## Written task
Please gather every line of the records below that contains the string "meadow". Case counts.

Region annotation items
---+---
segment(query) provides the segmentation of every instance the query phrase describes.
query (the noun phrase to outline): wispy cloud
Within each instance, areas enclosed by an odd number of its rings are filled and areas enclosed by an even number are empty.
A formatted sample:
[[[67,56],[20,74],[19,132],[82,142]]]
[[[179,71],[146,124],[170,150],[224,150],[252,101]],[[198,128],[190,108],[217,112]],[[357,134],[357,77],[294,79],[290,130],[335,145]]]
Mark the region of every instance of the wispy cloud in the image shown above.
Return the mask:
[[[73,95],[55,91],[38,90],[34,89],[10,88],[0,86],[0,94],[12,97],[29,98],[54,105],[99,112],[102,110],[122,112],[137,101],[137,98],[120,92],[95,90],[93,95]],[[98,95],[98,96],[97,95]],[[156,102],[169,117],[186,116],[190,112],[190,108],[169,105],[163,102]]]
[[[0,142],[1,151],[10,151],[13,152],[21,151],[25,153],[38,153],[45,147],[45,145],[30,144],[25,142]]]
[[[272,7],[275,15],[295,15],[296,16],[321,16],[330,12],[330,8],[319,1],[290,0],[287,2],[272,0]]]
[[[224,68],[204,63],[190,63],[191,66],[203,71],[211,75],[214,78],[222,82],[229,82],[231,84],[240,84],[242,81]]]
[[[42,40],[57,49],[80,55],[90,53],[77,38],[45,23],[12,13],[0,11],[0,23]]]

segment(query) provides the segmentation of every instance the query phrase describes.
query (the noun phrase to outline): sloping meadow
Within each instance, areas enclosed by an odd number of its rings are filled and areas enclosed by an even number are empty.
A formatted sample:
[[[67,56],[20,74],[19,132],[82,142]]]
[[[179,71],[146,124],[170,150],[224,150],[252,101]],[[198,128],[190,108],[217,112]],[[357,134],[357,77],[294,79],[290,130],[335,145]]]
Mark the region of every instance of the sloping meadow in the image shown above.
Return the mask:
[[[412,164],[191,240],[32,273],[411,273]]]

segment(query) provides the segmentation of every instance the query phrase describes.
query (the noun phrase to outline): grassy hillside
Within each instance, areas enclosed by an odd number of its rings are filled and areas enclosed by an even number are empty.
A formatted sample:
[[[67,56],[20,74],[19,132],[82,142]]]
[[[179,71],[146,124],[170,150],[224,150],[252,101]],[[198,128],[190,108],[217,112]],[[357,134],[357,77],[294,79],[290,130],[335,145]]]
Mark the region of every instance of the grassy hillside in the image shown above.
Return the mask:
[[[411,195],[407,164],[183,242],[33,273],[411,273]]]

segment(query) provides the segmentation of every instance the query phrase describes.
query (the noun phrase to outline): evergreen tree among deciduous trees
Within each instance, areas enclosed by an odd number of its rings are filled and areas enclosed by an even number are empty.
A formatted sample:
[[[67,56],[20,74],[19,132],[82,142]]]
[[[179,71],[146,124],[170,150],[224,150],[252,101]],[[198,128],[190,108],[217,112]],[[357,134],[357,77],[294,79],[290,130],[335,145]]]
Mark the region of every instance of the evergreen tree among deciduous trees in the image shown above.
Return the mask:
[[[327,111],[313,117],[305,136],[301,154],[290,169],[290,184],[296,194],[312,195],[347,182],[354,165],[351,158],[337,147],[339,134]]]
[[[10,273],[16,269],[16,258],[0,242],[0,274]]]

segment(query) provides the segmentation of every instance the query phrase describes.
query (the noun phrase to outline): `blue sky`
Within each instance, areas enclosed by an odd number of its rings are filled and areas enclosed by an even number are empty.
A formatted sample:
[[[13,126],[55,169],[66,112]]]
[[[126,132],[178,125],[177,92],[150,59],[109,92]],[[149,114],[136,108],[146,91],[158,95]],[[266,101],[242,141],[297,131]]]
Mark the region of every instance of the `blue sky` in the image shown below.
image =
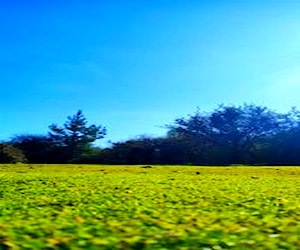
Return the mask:
[[[0,139],[82,109],[107,140],[245,102],[300,108],[299,1],[0,2]]]

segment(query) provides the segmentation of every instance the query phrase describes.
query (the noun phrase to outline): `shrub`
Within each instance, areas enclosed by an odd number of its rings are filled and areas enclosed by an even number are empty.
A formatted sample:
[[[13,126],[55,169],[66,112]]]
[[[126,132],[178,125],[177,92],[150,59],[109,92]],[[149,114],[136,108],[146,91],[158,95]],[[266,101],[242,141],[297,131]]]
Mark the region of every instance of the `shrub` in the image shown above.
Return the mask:
[[[17,162],[26,162],[23,152],[12,145],[0,143],[0,163]]]

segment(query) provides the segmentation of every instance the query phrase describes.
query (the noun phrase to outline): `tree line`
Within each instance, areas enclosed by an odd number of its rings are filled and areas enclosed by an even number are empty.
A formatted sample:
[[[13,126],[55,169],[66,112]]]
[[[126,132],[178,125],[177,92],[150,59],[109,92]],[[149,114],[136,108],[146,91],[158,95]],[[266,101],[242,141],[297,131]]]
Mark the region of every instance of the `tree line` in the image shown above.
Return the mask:
[[[165,126],[163,137],[140,136],[110,147],[93,145],[106,128],[82,111],[46,135],[19,135],[0,144],[0,162],[89,164],[299,165],[300,112],[220,105]]]

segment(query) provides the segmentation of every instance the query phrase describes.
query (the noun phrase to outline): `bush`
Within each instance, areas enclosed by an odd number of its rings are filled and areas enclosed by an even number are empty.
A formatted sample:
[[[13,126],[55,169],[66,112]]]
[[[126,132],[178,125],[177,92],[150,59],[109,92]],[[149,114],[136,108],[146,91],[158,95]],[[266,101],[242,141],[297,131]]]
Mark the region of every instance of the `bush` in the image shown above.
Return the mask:
[[[26,162],[23,152],[12,145],[0,143],[0,163],[17,162]]]

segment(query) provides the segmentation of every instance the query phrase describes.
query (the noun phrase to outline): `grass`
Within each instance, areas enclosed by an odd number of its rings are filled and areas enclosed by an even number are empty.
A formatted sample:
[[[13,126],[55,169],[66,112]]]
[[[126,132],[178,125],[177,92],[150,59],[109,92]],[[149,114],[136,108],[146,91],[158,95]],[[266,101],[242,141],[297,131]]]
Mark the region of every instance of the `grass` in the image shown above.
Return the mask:
[[[299,167],[0,165],[0,249],[300,249]]]

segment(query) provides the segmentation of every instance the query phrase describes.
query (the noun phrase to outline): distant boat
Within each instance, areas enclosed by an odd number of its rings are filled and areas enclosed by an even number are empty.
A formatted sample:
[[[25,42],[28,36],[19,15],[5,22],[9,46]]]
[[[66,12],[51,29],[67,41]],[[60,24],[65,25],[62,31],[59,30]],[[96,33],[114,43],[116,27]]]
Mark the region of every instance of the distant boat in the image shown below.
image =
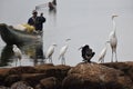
---+---
## Answer to this problem
query (the noun phrase to outline): sloping meadow
Mark the region of every instance of the sloping meadow in the image shown above.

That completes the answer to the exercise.